:: TASK INPUTS ::
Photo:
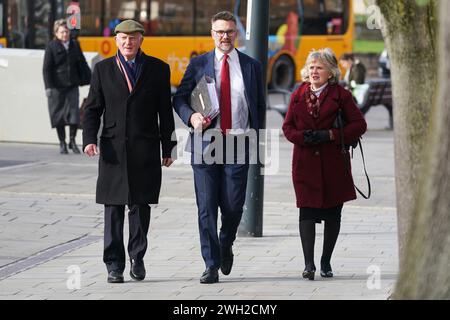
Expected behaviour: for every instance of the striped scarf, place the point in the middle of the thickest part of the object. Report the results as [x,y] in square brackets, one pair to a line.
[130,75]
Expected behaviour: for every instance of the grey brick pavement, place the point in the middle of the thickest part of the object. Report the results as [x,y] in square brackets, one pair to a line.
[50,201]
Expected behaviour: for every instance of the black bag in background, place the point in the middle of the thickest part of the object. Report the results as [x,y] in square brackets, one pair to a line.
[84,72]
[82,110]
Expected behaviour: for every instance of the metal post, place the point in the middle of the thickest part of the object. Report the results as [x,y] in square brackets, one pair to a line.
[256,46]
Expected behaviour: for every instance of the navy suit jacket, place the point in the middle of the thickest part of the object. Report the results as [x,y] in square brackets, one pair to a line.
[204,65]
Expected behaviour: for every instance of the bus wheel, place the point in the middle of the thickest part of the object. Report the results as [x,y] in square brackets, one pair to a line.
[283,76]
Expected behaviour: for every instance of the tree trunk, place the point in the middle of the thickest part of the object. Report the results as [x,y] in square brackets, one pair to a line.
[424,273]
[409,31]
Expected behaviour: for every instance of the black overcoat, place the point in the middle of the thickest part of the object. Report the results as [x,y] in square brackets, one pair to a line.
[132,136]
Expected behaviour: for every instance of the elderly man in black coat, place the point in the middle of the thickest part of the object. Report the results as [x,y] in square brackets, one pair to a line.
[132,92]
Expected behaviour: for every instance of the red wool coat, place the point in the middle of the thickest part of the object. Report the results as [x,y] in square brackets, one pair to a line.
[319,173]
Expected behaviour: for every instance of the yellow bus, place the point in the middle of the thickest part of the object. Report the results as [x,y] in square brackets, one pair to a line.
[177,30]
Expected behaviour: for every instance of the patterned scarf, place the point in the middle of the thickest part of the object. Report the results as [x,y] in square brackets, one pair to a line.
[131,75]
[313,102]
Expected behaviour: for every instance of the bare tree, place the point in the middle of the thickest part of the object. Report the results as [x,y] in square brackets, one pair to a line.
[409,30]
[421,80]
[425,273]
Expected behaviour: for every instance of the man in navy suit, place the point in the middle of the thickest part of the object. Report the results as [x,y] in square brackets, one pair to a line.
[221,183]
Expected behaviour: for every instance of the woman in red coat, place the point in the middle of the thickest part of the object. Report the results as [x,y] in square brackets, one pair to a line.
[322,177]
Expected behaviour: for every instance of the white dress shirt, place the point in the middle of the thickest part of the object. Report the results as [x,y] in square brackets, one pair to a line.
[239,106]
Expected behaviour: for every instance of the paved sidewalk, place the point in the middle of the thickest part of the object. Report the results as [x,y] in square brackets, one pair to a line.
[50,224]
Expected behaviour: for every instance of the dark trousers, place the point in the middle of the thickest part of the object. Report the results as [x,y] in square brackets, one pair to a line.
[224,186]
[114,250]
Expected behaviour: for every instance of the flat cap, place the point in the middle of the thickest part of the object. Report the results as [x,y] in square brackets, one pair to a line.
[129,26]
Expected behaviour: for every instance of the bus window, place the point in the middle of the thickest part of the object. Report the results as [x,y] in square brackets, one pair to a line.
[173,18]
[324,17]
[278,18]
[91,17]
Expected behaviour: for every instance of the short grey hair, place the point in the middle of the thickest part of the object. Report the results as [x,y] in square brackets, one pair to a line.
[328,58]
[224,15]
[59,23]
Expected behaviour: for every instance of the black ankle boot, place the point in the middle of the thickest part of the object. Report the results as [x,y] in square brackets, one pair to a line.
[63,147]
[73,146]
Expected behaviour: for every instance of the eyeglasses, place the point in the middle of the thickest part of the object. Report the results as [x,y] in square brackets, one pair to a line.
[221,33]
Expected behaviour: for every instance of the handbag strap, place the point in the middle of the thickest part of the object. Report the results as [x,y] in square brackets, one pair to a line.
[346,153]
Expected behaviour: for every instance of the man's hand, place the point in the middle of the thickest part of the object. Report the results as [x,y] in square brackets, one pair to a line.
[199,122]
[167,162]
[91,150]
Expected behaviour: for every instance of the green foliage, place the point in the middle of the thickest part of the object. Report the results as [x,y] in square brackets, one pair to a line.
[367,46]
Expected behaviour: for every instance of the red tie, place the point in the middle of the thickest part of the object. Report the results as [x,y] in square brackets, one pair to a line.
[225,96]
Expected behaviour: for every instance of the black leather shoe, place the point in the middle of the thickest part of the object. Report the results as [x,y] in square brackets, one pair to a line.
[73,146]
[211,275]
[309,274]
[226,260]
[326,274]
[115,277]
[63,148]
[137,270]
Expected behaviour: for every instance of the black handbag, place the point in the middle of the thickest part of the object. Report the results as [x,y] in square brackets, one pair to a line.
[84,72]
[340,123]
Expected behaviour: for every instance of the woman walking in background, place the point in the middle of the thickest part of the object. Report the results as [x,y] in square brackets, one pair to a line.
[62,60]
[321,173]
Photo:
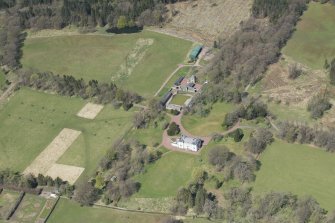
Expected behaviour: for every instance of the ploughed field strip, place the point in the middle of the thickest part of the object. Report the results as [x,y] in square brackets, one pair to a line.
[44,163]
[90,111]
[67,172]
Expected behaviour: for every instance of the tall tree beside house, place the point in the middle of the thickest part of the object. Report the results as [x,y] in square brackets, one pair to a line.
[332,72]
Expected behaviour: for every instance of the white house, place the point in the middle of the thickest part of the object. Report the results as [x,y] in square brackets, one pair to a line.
:::
WORK TO COMPLETE » Exactly reproduce the lines beginning at the one that contains "Expected behaviour: for every instance of the woman walking" and ending at the final line of the material, with the pictures left out.

EXERCISE RESULT »
Expected behaviour: for every instance of the woman walking in background, place the point in the middle of the thickest part of the object. Report the results as [x,y] in square brackets, one pair to a line.
[62,60]
[321,173]
Photo:
Expected behaviour: for every instance of the ploughed field strip, place the point in the middle of the thickest part of the object. Report the results as [x,y] in square brackets, one pair to a line.
[44,163]
[90,111]
[67,172]
Expected behaviour: for every instance of the tall tree beside house, place the point in the middle of the thickest part of the object. Report the results as [x,y] in square brackets, one pair to a line.
[332,72]
Expected behaviour: for every instance of the white house, place the point in the middle of the thickest part of the object. Report the results as [x,y] in square brackets, one pair to a line.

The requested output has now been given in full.